DIRECTIONS: State only the number of lines in the records that contain the string "grass". Case counts.
-------- MATERIALS PROVIDED --------
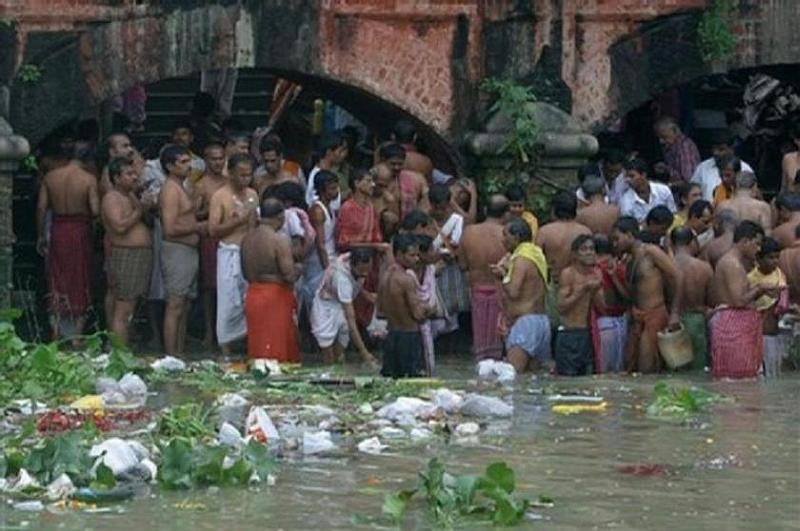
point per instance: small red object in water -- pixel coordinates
(643, 469)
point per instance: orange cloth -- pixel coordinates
(270, 310)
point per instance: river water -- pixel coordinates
(737, 466)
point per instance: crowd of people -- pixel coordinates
(392, 256)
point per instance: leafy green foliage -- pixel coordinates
(716, 40)
(450, 498)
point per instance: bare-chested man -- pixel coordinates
(788, 205)
(579, 291)
(270, 304)
(745, 203)
(481, 247)
(231, 214)
(736, 326)
(725, 225)
(697, 276)
(652, 274)
(555, 239)
(131, 257)
(179, 254)
(405, 134)
(213, 179)
(399, 302)
(71, 194)
(524, 272)
(599, 216)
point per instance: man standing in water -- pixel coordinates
(650, 274)
(231, 214)
(270, 304)
(736, 327)
(179, 255)
(131, 257)
(481, 247)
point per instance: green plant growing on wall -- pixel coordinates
(29, 73)
(716, 40)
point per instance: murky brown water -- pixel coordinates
(738, 467)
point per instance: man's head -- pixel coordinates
(405, 247)
(394, 155)
(214, 156)
(175, 161)
(404, 132)
(769, 255)
(659, 220)
(747, 238)
(119, 145)
(240, 169)
(516, 200)
(701, 215)
(667, 131)
(271, 150)
(565, 206)
(624, 234)
(636, 172)
(326, 184)
(333, 147)
(516, 232)
(361, 181)
(497, 207)
(360, 261)
(272, 213)
(123, 174)
(182, 134)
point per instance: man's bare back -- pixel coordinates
(481, 246)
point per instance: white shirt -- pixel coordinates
(707, 176)
(632, 205)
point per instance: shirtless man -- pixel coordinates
(697, 276)
(231, 214)
(725, 225)
(71, 194)
(179, 254)
(788, 205)
(580, 290)
(270, 304)
(481, 246)
(523, 273)
(131, 257)
(598, 215)
(651, 275)
(405, 134)
(213, 179)
(745, 203)
(399, 301)
(408, 186)
(736, 326)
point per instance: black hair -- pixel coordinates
(769, 246)
(392, 150)
(170, 154)
(439, 194)
(565, 206)
(515, 193)
(580, 240)
(747, 230)
(627, 225)
(681, 236)
(698, 207)
(660, 215)
(520, 229)
(402, 242)
(322, 179)
(415, 219)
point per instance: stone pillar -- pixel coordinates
(13, 149)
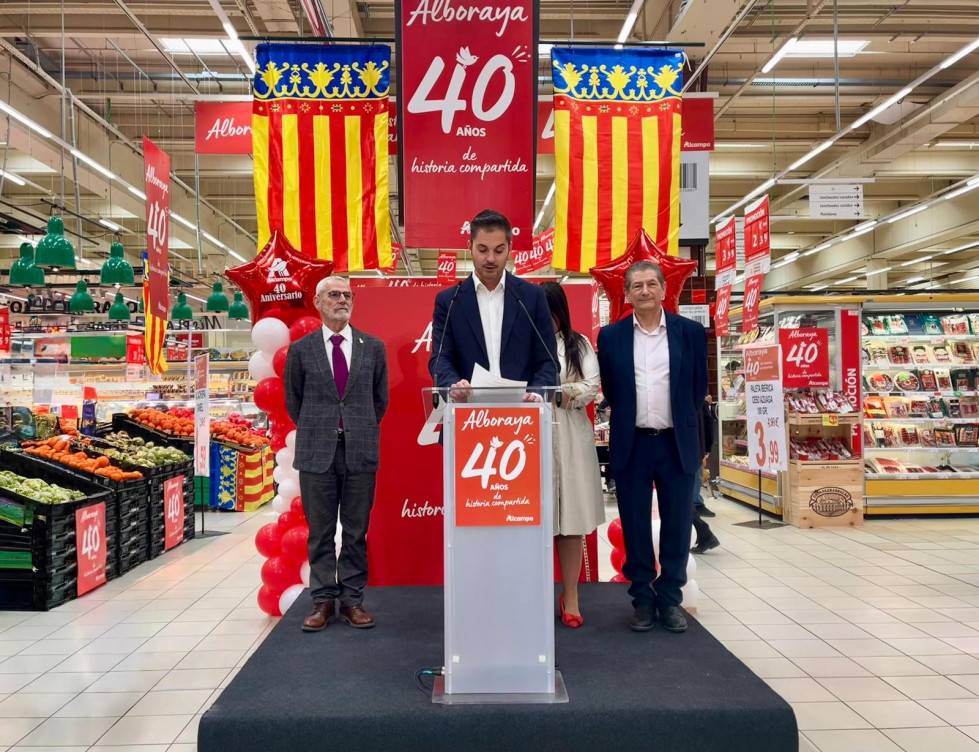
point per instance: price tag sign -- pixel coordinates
(497, 466)
(764, 408)
(805, 354)
(173, 512)
(90, 545)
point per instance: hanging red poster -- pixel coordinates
(156, 169)
(805, 358)
(90, 545)
(467, 97)
(752, 297)
(173, 511)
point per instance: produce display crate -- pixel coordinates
(38, 565)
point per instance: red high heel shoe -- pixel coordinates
(569, 620)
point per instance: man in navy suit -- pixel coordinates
(490, 317)
(654, 376)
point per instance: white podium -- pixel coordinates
(499, 557)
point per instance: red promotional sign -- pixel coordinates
(805, 358)
(447, 267)
(497, 466)
(752, 297)
(223, 127)
(173, 511)
(539, 257)
(90, 545)
(156, 169)
(468, 91)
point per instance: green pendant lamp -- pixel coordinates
(217, 301)
(81, 301)
(182, 311)
(116, 270)
(23, 271)
(54, 250)
(239, 309)
(119, 311)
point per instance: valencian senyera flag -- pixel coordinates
(320, 133)
(617, 151)
(155, 332)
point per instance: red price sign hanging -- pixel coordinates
(468, 95)
(497, 466)
(90, 545)
(173, 512)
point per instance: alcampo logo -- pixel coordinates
(831, 501)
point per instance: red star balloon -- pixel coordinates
(280, 281)
(611, 276)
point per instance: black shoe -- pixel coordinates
(705, 546)
(672, 619)
(643, 619)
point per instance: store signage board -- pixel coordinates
(202, 415)
(836, 200)
(805, 354)
(497, 466)
(156, 169)
(468, 92)
(764, 408)
(90, 545)
(173, 512)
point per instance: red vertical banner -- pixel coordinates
(90, 545)
(446, 272)
(468, 92)
(173, 511)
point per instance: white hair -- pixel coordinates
(325, 282)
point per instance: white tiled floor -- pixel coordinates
(872, 635)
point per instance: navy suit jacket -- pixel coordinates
(523, 357)
(688, 386)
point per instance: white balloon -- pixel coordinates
(289, 488)
(289, 596)
(260, 366)
(269, 335)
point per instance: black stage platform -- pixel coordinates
(352, 690)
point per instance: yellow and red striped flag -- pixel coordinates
(155, 333)
(617, 151)
(320, 136)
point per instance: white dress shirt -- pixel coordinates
(346, 347)
(651, 351)
(490, 304)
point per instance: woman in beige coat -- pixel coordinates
(578, 503)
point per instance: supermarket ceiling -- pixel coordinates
(128, 73)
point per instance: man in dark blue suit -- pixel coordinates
(654, 376)
(490, 317)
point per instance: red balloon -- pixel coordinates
(279, 572)
(268, 601)
(302, 327)
(611, 275)
(615, 536)
(618, 559)
(283, 276)
(268, 540)
(270, 395)
(295, 544)
(279, 361)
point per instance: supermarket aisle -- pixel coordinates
(871, 634)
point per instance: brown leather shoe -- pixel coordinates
(323, 614)
(356, 617)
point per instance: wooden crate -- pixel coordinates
(823, 494)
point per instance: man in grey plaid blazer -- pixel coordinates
(336, 382)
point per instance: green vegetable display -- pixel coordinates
(37, 489)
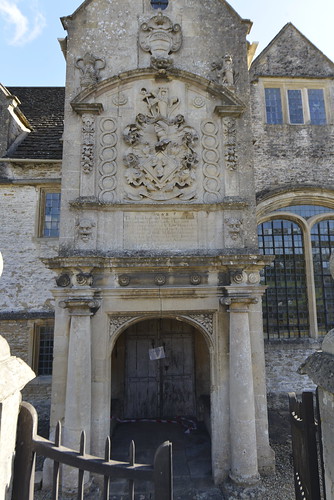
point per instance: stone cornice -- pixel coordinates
(230, 262)
(320, 368)
(228, 203)
(85, 107)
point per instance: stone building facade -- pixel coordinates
(174, 149)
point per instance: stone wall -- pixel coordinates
(283, 358)
(288, 156)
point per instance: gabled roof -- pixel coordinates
(291, 54)
(44, 108)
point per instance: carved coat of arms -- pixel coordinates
(161, 159)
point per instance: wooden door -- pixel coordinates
(163, 387)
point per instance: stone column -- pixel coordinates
(265, 454)
(244, 463)
(79, 378)
(14, 375)
(320, 368)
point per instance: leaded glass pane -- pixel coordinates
(51, 215)
(317, 106)
(45, 350)
(305, 211)
(322, 238)
(273, 106)
(285, 311)
(295, 106)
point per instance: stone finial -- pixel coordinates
(90, 67)
(331, 264)
(160, 37)
(85, 229)
(234, 226)
(222, 71)
(328, 343)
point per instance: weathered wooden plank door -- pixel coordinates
(163, 387)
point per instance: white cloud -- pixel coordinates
(21, 28)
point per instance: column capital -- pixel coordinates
(240, 296)
(80, 306)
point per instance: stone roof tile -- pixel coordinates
(44, 108)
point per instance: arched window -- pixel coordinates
(322, 239)
(300, 296)
(159, 4)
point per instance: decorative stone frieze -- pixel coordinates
(160, 279)
(90, 67)
(63, 280)
(195, 279)
(88, 143)
(84, 279)
(229, 135)
(160, 163)
(240, 277)
(116, 322)
(234, 227)
(80, 305)
(205, 320)
(222, 71)
(119, 99)
(107, 160)
(160, 37)
(198, 102)
(210, 155)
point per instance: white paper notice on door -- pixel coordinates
(156, 353)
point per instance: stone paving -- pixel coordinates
(192, 461)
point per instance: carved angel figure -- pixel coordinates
(161, 160)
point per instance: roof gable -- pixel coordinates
(291, 54)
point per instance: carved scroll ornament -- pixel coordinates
(88, 142)
(161, 159)
(160, 37)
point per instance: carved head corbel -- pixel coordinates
(160, 37)
(90, 67)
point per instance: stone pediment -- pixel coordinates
(228, 98)
(290, 54)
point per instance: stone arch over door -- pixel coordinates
(175, 385)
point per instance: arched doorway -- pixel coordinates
(160, 369)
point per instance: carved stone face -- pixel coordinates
(85, 229)
(234, 227)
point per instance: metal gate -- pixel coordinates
(28, 444)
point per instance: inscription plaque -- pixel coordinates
(160, 230)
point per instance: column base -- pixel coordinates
(233, 491)
(266, 462)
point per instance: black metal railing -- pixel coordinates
(304, 447)
(29, 443)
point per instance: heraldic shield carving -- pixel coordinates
(161, 160)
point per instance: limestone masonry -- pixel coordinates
(132, 201)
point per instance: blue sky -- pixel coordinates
(30, 53)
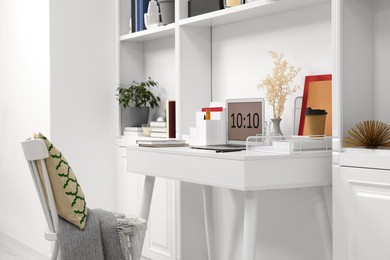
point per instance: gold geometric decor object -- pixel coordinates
(370, 134)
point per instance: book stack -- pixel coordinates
(138, 9)
(133, 132)
(158, 129)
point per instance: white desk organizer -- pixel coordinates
(209, 132)
(289, 144)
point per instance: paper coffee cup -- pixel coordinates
(314, 121)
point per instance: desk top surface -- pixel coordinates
(235, 170)
(238, 155)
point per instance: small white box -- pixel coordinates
(208, 132)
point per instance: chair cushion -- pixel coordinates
(68, 195)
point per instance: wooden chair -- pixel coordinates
(36, 150)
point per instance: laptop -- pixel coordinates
(244, 117)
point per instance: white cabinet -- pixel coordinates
(362, 213)
(160, 241)
(361, 38)
(361, 177)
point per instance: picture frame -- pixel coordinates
(317, 94)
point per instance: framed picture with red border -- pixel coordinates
(317, 94)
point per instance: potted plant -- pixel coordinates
(135, 101)
(278, 86)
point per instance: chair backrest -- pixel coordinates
(36, 150)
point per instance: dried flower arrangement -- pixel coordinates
(370, 134)
(277, 86)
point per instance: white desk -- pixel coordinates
(245, 171)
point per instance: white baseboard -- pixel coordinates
(22, 248)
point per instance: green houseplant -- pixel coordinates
(135, 101)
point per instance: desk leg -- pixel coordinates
(144, 211)
(250, 226)
(323, 220)
(209, 220)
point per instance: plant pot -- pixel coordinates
(167, 9)
(134, 117)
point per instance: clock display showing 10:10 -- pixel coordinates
(248, 121)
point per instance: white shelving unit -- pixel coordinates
(361, 184)
(247, 11)
(184, 58)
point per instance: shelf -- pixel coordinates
(150, 34)
(365, 158)
(247, 11)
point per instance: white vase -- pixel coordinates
(152, 17)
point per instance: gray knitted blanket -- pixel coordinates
(98, 241)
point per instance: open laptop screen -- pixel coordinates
(245, 117)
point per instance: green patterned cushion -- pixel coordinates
(68, 195)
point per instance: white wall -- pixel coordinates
(381, 60)
(288, 227)
(24, 109)
(240, 54)
(83, 83)
(57, 76)
(159, 64)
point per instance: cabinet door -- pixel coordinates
(364, 225)
(160, 237)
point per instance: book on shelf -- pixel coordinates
(171, 118)
(141, 7)
(133, 129)
(162, 143)
(158, 124)
(132, 134)
(159, 134)
(212, 109)
(133, 16)
(158, 129)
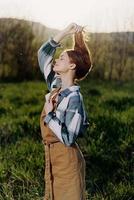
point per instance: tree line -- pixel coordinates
(112, 53)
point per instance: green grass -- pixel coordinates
(107, 145)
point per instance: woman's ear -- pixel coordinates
(72, 66)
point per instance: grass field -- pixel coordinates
(108, 145)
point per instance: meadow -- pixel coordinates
(107, 145)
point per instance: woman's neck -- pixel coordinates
(66, 82)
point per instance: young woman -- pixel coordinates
(63, 118)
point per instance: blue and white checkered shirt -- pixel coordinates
(69, 121)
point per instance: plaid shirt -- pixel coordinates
(69, 121)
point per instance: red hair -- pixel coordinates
(80, 56)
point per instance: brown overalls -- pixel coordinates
(64, 167)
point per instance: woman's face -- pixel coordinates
(62, 64)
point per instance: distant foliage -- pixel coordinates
(112, 53)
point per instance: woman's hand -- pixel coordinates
(70, 29)
(49, 106)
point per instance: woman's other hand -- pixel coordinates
(48, 106)
(70, 29)
(73, 28)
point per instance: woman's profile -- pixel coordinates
(63, 118)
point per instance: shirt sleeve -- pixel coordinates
(45, 59)
(73, 122)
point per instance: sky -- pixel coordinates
(96, 15)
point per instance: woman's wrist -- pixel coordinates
(60, 36)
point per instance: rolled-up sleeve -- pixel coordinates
(45, 59)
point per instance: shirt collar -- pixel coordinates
(68, 90)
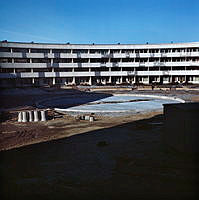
--------
REPLY TO THE EXERCISE: 2